◆ Short task ◆
Return every line of the material below that contains the string "shower", matching case exactly.

◆ Material provided ◆

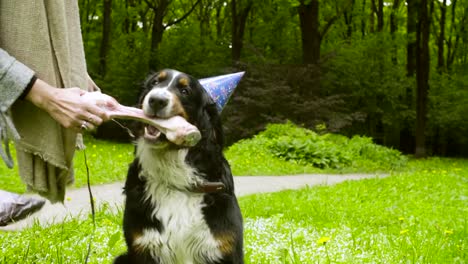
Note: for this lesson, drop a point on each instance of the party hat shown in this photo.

--

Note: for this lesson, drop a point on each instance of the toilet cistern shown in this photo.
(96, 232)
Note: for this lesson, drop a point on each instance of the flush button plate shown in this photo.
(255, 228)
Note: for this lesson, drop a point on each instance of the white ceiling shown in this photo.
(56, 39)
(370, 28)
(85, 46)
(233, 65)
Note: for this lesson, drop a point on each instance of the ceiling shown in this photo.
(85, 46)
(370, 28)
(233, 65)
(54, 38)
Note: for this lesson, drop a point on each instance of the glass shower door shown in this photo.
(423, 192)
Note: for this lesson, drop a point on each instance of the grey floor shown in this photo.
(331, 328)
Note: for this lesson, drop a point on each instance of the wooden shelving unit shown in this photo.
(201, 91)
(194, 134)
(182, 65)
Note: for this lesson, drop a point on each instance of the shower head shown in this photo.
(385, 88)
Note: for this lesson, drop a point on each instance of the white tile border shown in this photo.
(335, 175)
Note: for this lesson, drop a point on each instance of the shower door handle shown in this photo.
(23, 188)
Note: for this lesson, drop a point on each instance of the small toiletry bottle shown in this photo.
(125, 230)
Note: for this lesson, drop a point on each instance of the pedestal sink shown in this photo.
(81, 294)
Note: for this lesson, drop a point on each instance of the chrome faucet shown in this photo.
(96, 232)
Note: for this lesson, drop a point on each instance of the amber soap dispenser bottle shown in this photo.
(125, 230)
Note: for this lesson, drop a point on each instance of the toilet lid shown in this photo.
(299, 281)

◆ Answer to this exercise ◆
Note: for this lesson, drop a point on each instance of the glass shower door shown in this photo.
Note: for this lesson, drop a point on each instance of the shower head shown in this photo.
Note: for this lesson, drop a point on each instance of the shower door handle shown in this photo.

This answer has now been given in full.